++++ TEXTO DEL EJERCICIO

Hace ya 13 años que me vine a España. Y la última vez que estuve en Venezuela fue hace 11, por allá en el 2011.
(11:11, ¡pide un deseo!)
De esa última vez me traje un recuerdo. Uno que cada vez que revivo, se me ponen los pelos de punta y me saltan lagrimillas de los ojos.
Mi madre era profe en la facultad de Economía de la Universidad Central de Venezuela, y yo luego estudié allí en la facultad de Arquitectura.
La Uni ha estado presente en mi vida desde muy pequeña.
Mi madre, cuando yo estaba en primaria, muchas veces me llevaba con ella a clase porque no tenía con quien dejarme.
Recuerdo a sus alumnos, muy majos, jugando conmigo y ayudándome con los deberes.
Recuerdo su despacho y sus colegas saludándome muy contentos.
Recuerdo caminar por los jardines y los pasillos cubiertos. Recuerdo la brisa fresquita y las palmeras moviéndose a su compás (si no conoces la Ciudad Universitaria de Caracas, por favor, búscala en Google).

++++++++
++++ LÍNEAS

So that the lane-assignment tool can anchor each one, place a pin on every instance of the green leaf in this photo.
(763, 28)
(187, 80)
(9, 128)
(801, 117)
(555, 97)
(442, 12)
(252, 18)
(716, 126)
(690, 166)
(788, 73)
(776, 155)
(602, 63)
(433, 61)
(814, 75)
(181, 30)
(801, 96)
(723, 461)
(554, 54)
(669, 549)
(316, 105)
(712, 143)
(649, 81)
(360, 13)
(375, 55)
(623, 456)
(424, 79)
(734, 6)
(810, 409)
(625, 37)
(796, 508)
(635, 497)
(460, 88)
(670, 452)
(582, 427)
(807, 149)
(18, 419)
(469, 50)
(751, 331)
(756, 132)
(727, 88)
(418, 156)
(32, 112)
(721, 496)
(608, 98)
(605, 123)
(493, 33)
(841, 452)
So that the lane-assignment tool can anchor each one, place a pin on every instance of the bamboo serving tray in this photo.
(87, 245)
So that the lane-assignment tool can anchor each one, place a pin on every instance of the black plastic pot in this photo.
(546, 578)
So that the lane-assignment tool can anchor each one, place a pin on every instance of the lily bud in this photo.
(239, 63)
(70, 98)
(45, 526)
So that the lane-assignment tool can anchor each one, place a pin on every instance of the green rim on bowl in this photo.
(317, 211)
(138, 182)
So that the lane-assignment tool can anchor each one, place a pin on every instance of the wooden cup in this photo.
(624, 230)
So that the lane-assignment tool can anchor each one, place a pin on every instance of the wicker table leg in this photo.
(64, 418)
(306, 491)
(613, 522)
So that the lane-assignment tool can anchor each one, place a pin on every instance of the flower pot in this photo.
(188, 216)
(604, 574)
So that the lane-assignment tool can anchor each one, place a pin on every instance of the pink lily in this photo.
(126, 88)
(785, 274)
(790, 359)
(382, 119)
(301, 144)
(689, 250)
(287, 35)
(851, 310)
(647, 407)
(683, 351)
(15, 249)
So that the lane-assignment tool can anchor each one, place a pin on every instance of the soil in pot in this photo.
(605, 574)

++++++++

◆ TAREAS
1. Responde estas preguntas sobre el texto del ejercicio:
(a) ¿Cuántos años hace que quien narra se vino a España?
(b) ¿En qué facultad daba clase su madre?
(c) ¿En qué facultad estudió quien narra?
2. Escribe, sin cambiar nada, la parte del texto del ejercicio que empieza con las palabras "Mi madre, cuando" y termina con "búscala en Google).".

◆ RESPUESTAS NUMERADAS
1.
(a) 13 años.
(b) En la facultad de Economía de la Universidad Central de Venezuela.
(c) En la facultad de Arquitectura.

2.
Mi madre, cuando yo estaba en primaria, muchas veces me llevaba con ella a clase porque no tenía con quien dejarme.
Recuerdo a sus alumnos, muy majos, jugando conmigo y ayudándome con los deberes.
Recuerdo su despacho y sus colegas saludándome muy contentos.
Recuerdo caminar por los jardines y los pasillos cubiertos. Recuerdo la brisa fresquita y las palmeras moviéndose a su compás (si no conoces la Ciudad Universitaria de Caracas, por favor, búscala en Google).